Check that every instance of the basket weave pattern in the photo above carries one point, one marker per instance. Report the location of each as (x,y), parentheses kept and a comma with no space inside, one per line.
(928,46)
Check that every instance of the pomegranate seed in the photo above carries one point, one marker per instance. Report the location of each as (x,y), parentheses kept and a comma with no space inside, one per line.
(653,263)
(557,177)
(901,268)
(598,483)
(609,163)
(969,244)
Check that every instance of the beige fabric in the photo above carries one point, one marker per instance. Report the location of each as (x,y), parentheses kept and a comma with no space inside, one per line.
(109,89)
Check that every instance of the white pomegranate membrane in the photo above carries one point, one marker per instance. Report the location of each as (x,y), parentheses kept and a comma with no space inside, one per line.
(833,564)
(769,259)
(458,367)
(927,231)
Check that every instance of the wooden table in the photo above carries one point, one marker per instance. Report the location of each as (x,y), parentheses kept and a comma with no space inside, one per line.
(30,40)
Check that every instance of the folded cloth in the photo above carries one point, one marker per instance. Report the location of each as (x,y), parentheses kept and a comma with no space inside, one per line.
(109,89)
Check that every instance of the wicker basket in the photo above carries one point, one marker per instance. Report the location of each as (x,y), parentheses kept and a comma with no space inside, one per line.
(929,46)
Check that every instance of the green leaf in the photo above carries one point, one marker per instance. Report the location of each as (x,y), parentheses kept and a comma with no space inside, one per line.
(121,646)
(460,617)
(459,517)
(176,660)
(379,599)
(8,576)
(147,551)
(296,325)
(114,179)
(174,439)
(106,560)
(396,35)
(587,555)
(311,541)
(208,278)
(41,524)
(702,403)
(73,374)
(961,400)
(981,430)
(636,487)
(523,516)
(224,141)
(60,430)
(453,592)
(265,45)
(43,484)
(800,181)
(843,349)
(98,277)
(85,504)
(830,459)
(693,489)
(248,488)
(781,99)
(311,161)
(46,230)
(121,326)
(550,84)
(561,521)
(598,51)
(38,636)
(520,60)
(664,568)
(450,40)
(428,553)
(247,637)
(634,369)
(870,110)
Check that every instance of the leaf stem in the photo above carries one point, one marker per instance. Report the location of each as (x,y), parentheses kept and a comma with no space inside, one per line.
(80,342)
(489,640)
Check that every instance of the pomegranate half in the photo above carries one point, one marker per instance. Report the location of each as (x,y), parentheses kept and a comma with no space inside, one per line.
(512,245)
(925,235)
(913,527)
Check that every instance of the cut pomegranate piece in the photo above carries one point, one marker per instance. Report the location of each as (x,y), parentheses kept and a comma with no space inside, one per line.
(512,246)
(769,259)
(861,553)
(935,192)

### Objective
Rewrite the rows from the line containing "Check that every instance of the cut" through the end of the rows, switching "cut pomegranate piece" to "pomegranate segment" and leaving everything else unchanged.

### Final answer
Check that every instance of the pomegranate segment in the photo above carries one point, one marker per instance. Report the location of each as (x,y), parentheses kept and a comma with no space inside, one per line.
(512,246)
(769,259)
(861,553)
(935,192)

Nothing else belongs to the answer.